### Description of the task:
Leave the pictures out. Return all other data exactly.

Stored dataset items
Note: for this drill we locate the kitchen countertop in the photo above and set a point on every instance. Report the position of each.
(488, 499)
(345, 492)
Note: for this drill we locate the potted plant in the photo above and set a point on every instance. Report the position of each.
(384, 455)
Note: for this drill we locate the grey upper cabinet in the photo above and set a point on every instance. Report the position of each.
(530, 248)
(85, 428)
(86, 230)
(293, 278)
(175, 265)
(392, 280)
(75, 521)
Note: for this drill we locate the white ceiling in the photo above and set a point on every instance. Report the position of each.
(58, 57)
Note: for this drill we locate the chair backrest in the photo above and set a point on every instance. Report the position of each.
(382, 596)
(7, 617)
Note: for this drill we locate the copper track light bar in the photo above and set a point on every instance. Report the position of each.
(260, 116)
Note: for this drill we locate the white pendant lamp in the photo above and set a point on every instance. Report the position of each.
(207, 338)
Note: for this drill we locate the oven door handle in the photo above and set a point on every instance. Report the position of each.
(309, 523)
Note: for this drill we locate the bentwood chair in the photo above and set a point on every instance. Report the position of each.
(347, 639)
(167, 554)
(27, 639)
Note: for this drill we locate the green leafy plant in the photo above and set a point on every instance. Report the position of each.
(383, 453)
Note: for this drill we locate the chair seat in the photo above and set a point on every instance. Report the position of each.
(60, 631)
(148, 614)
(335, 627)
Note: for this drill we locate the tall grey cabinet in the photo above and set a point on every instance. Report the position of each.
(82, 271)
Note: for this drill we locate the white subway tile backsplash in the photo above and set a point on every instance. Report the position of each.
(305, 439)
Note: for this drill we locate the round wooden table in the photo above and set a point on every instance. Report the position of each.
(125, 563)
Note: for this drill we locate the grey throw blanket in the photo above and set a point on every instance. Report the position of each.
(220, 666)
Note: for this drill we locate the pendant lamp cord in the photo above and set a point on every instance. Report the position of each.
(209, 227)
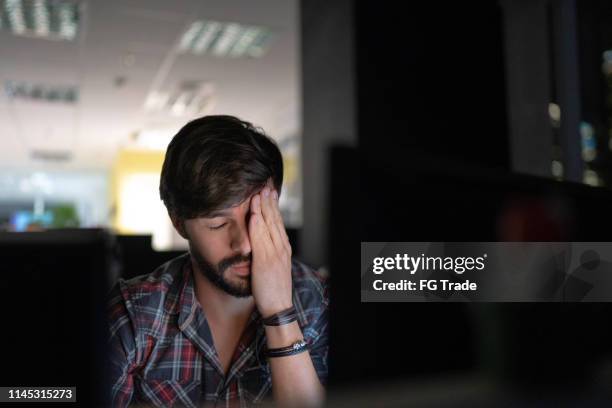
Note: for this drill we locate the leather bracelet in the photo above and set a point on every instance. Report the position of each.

### Complete answer:
Note: for this drill we locate the kitchen countertop in the photo above and set a point on every instance. Report the position of each.
(488, 499)
(345, 492)
Note: for this drill we locate the potted plant in the photo above and set a point on every instance. Report the position of each.
(384, 455)
Note: for this drill we locate the grey upper cabinet in the photo above and set a point on every instance. Report the position of each.
(530, 248)
(85, 428)
(86, 230)
(293, 278)
(175, 265)
(392, 280)
(75, 521)
Note: for this drill we locate the white ceiling in the photo above and set a point on every instance. Report the position of each.
(58, 57)
Note: for this drill we locate the chair backrest in the photo above and set a point on every instance. Report the position of each.
(382, 596)
(7, 617)
Note: for this drill we locate the copper track light bar in the photo above and set a point on every instance. Report the position of each.
(260, 116)
Note: for this drill we locate the white pendant lamp in the photo above and set a point on every instance. Report the position of each.
(207, 338)
Note: for this drill we locate the oven door handle in the photo above and set a point on every instance. Report the position of each.
(309, 523)
Note: for this drill we locate the bentwood chair in the photo above and set a point on every instance. Report the position of each.
(347, 639)
(167, 554)
(27, 639)
Note: for this drill we locate the green leafy plant in the photo above and set a point on every instance. Report the position of each.
(383, 453)
Note: for this drill we locate the chair seat in the photo above and set a point on every instance. Report the position of each.
(60, 631)
(148, 614)
(335, 627)
Note: for this drill we locate the tall grey cabinet in the photo above and set a point on every instance. Report the position of each.
(82, 271)
Note: for this drill we locate the white subway tile backsplash in the photo above and set a point on every instance. Report the position of each.
(305, 439)
Note: for this drill we locate the round wooden table in the photo above and set a point on every instance. Report the position of each.
(125, 563)
Note: for this drill we locate the grey throw blanket in the photo above and set a point on every instance. Report the position of each.
(220, 666)
Note: for this drill we locate the pendant lamp cord in the photo above and set a point on every instance. Report the position of each.
(209, 227)
Note: for this drill we locate the leather bracelet in the photo above and set a point on every instance. Report the position of each.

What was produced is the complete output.